_YOUR ASSIGNMENT_. According to the essay on women supporting their communities in Africa, why did the writer not know what to expect before the 2014 trip with the Johnson & Johnson Africa Contributions Committee? Answer in one to three sentences.

Growing up in Sierra Leone, I lived in a mud house with a thatched roof and slept on the floor. We had no running water and used an outside latrine. We had no electricity either, and I studied by candle light and hurricane lamps. But my grandmother, who raised me until I was 13, loved me so much that I never realized I was poor!
My grandmother took me under her wing allowing my parents to go to school overseas and make a better life for our family. On International Women’s Day I remember my grandmother, and salute the countless women – mothers and grandmothers, sisters and aunts, neighbors and friends, nurses and midwives – who are stepping in to support children and strengthen communities in the face of poverty, epidemics, violence and other disasters.
I have spent the past 25 years as a clinical researcher. In 2014 I was invited to join the Johnson & Johnson Africa Contributions Committee and was privileged to travel to Ethiopia, Kenya and South Africa as part of this team to witness the impact of some of the programs supported by Johnson & Johnson. It was my first visit back to the continent after 38 years. Ebola was dominating Africa news, and my home country was one of the hardest hit. I did not know what to expect.
But at each site we visited I was filled with hope as I met one woman after another with the same strength of purpose that my grandmother had.
At the SOS Children’s Village in Mekelle, Ethiopia, I met foster mothers who were providing loving and stable homes for orphaned and abandoned children, enabling them to rise above their circumstances and grow up to be productive citizens. I cannot forget the pride in one mother’s eyes as she showed me the picture of one her girls enrolled in the SOS nursing program. When she graduates she wants to become a midwife and go on to help other women in her village, the beaming mother told me.
What an honor it was to spend some time with the indomitable Dr. Hamlin at the Hamlin Fistula Hospital in Addis Ababa. For over 50 years Dr. Hamlin has been helping women debilitated from fistula, a terrible childbirth injury, get better and rebuild their lives. At 91 years old, she is unstoppable in her mission to end fistula, a preventable condition virtually unheard of in the developed world. Nurses and midwives trained at this hospital are going back to their villages, saving the lives of many more mothers and babies.
In Cape Town, South Africa, I was inspired by the work of Whitney Johnson, a young woman from Brooklyn, who at 21 foundedGeneration Ubuntu to help children with HIV live healthy and meaningful lives. My heart broke as I listened to two young boys tell what it is like to live with HIV. I also met mothers living with HIV who are working with programs such as mothers2mothers to provide pregnant HIV+ women the tools and medical referrals needed to prevent the transmission of HIV to their unborn children.
There are many such stories in villages across Africa and around the world. I am grateful for the opportunity to be involved with these programs that are empowering women to be catalysts for change in their communities. My grandmother taught me that no matter how little you have, there is someone who has even less than you do. No matter how little they have, these remarkable women are giving more to make it better for others around them.

_STUDY MATERIAL_.
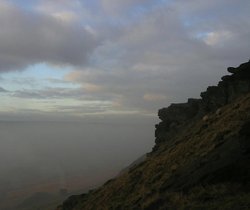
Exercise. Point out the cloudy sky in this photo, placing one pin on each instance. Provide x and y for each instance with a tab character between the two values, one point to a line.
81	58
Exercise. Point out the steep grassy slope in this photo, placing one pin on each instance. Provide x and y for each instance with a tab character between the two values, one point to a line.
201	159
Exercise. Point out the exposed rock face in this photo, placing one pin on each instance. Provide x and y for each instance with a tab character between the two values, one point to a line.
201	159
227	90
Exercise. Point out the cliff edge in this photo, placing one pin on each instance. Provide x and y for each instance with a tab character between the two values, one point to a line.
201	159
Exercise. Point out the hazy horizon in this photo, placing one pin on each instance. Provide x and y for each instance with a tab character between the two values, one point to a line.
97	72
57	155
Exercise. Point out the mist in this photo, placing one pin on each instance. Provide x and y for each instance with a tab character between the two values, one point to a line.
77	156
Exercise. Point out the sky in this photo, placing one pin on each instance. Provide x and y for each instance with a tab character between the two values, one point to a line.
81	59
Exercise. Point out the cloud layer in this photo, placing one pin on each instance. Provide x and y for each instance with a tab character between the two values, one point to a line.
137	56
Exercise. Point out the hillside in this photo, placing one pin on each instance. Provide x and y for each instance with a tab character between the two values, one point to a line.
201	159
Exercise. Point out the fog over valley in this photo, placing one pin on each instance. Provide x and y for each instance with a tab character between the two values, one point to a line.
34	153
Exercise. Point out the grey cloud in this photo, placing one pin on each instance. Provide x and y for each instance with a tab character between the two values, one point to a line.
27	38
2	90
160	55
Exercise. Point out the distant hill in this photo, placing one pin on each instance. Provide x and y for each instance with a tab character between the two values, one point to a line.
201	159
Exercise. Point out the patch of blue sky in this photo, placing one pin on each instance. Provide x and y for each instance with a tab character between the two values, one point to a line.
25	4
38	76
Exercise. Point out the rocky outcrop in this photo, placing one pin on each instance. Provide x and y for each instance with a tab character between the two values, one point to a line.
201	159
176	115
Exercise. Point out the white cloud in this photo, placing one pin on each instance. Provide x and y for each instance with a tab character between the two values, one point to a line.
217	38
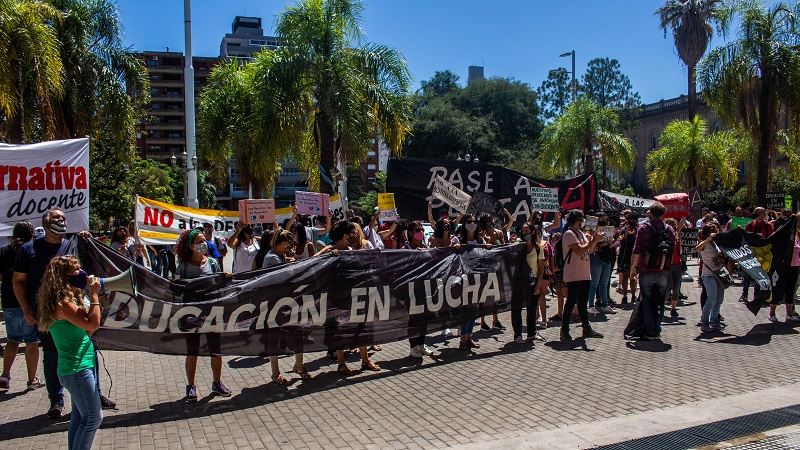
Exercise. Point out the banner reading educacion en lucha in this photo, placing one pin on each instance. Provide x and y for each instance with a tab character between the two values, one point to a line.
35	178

--

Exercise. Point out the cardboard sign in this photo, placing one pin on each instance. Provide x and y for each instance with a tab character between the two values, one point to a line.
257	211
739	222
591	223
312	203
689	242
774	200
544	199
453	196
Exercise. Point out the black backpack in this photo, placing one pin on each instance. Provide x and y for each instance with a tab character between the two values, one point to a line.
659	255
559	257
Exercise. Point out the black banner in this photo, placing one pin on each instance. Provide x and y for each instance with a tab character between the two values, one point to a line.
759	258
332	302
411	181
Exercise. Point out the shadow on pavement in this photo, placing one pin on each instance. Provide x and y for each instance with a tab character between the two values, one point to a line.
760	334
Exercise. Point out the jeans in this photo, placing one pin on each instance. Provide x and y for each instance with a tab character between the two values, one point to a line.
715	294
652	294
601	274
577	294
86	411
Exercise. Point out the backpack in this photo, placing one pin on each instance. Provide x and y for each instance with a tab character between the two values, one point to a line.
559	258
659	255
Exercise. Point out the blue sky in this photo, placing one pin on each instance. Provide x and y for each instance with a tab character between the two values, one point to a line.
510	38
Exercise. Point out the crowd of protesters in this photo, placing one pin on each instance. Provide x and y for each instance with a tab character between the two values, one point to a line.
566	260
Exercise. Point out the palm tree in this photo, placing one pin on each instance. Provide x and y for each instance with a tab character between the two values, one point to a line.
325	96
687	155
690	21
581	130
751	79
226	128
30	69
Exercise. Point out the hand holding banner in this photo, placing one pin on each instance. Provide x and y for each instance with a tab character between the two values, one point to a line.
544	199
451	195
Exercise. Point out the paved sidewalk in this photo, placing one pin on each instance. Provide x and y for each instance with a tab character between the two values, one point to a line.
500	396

==

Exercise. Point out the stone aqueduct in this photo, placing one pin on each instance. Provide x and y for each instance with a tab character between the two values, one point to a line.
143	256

_RESULT OF THIS TASK_. The trip was the writer's first visit back to the continent after 38 years. Ebola was also dominating Africa news at the time, and the writer's home country, Sierra Leone, was one of the hardest hit.